### [The task]
Write the next part of the email exchange about scheduling Paideia classes, starting right after its last sentence.

━━━ Reading passage

As a side note, I was in the archives yesterday looking at old Paideia materials and saw your name appear a lot. One person credited you with “teaching more total hours of classes this year than anyone will probably attend”. Wow! I hadn’t realized just how much you’ve been doing for Paideia for so long. Thanks for all you do–we really appreciate it.

~Wes

Sunday (1/20)    Combatives A        3:00 PM    5:00 PM    mat room
Monday (1/21)    Combatives B      3:00 PM    5:00 PM    mat room
Wednesday (1/23)    Combatives C        3:00 PM    5:00 PM    mat room
Friday (1/25)    Combatives D       3:00 PM    5:00 PM    mat room

Wednesday (1/23)    Start Your Own Computer Consulting Business     1:00 PM    2:30 PM    CC110

Sunday (1/20)    Writing to Plan      10:00 AM    12:00 PM    CC110
Monday (1/21)    Writing to Heal      10:00 AM    12:00 PM    CC110
Wednesday (1/23)    Writing Relationships       10:00 AM    12:00 PM    CC110
Friday (1/25)    Writing to Remember     10:00 AM    12:00 PM    CC110

Rory Bowman to Wes Hilton, Jan 8, 2008 @ 12:16

Thanks, Wes, for getting back with specifics.

Bill and I are going to cancel the combatives, as I just explained in another email to Emily (with cc to you and Bill) but I am excited to do the writing and business things. Hopefully Emily and some of the other fighters can do something as good or better. There is a lot of solid material available from the Wikipedia article at http://en.wikipedia.org/wiki/Combatives including a full link to Matt Larsen’s FM 2-35-150 at http://www.globalsecurity.org/military/library/policy/army/fm/3-25-150/

It might make sense for Paideia to spend a few bucks on a physical copy of this manual from Paladin Press or Powell’s, to place in the Sports Center cabinet, in the Paradox cafe or even the library. There used to be copies of Fairbairn’s “Get Tough” as part of the main collection (basically a civilian equivalent from the time).

━━━━━━
━━━ Dataset extract

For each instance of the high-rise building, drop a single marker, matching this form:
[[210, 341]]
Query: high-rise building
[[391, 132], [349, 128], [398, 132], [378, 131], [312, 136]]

━━━━━━

### [Final result]
Also, if there is an online schedule somewhere (accessible from outside the Reed network) or a PDF I would be happy to promote these in the various unofficial alumni networks I am part of. Even alumni who hate Reed and everything the institution is or has become have a soft spot for Paideia and frequently enjoy taking part.

Some years I do more and some years I do nothing, but I am very glad that Paideia survived the late 90’s attempts by Student Services to completely destroy it or make it an authorized neo-nanny event, focused around condescension and childcare.

- Rory

Wes Hilton to Rory Bowman,  Jan 8, 2008 @ 13:05

We are in the process of turning our haphazard Excel file into a shiny PDF for printing and distribution. We’ll send it electronically to all participants and the alumni office within a week. In the meantime I will come up with a “mini-schedule” of some selected events that you can pass around on those networks.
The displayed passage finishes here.